** Begin SUPPLIED TEXT **
Hot Button Discussion

by Michael Goldman

Understanding the current state of the ultrahigh-definition (UHD) ecosystem, and especially the prospects for UHD broadcast, requires “considering the relative ease or difficulty with which rapid technological advances can be accommodated across each sector in the ecosystem.”

As Michael Zink, VP of Technology at Warner Bros. Technology, a SMPTE Fellow, and Chairman of the UHD Alliance points out, the consumer electronics manufacturers are incentivized to launch new and differentiated products to satisfy retail demand and consumer interests. Most new consumer electronics can be launched independently, with functional and experiential enhancements, without coordination with all sectors of the ecosystem. “For example, an 8K panel delivering 8K resolution can be sold at retail in a market where 8K content is not yet available.”  

This is part of the reason why, at every Consumer Electronics Show (CES), manufacturers routinely bring new features and technologies to the show. As Zink notes, once such technology is introduced, industry press and others can sometimes prematurely equate the more advanced technology’s availability with prospects for widespread adoption in the near term.

Conversely, the content and broadcast sides of the UHD ecosystem are driven by different consumer, retail, and economic considerations, he adds. He offers a case in point, explaining that while we live in a world where 4K/UHD has largely replaced HDTV’s at prices in reach of average consumers, there is a relatively small amount of true 4K content available to watch on those televisions. At the same time, the consumer electronics industry is now pushing out 8K as a new improvement looming on the horizon despite ongoing adoption and development of 4K.
** End SUPPLIED TEXT **
** Begin LISTED ENTRIES **
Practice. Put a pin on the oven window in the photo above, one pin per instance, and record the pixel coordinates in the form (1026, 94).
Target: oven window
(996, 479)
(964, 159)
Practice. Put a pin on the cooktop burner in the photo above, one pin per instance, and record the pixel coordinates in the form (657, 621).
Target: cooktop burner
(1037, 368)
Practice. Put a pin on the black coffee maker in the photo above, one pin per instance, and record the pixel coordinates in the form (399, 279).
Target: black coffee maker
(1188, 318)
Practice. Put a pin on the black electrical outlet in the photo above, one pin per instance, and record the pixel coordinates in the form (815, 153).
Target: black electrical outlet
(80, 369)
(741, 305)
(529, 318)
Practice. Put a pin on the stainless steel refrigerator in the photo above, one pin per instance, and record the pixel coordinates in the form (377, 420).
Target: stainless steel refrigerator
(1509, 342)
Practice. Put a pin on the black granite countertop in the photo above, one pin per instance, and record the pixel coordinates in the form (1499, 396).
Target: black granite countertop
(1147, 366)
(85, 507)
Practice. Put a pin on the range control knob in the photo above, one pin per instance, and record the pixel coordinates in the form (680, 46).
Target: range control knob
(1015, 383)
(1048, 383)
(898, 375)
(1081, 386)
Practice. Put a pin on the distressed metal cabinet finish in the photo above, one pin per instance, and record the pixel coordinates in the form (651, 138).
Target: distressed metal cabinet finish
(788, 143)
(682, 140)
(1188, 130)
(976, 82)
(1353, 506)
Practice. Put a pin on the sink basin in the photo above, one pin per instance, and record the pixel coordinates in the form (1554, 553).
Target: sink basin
** End LISTED ENTRIES **
▸ SET OF TASKS
1/ In the UHD ecosystem article, what example does Zink give of a product that can be sold at retail before matching content exists?
2/ Resume the UHD ecosystem article after its final sentence.

▸ EXPECTED RESPONSES
1/ An 8K panel delivering 8K resolution, sold in a market where 8K content is not yet available.

2/
The challenge with this approach, according to Zink, is twofold. First, it may hinder the rest of the ecosystem from making the investment and strides to fully leverage new display technology. Broadcasters and content creators have to question whether significant investments in infrastructure are merited if these investments will become obsolete within a product cycle or two. Second, it places the focus solely on resolution rather than on the suite of technologies that help truly differentiate UHD from its HD predecessor.

Thus, at the core of the UHD discussion, Zink emphasizes, is the simple notion of giving consumers a clearly improved viewing experience without requiring them to overspend or jump through untenable technical hoops. Along those lines, he argues, educating consumers about high dynamic range and what differences they can and can’t see with improved imaging technology, is crucial. 

“A lot of people use the term UHD synonymous with 4K in terms of resolution,” he explains. “However, it has become pretty clear that just increasing resolution from HD to UHD isn’t really going to give the consumer a complete value proposition. It was different when we transitioned from SD to HD—then you could see the difference easily. But when we started the UHD Alliance a few years ago, I think it became clear that resolution increases alone are not representative of the full value we can give consumers.”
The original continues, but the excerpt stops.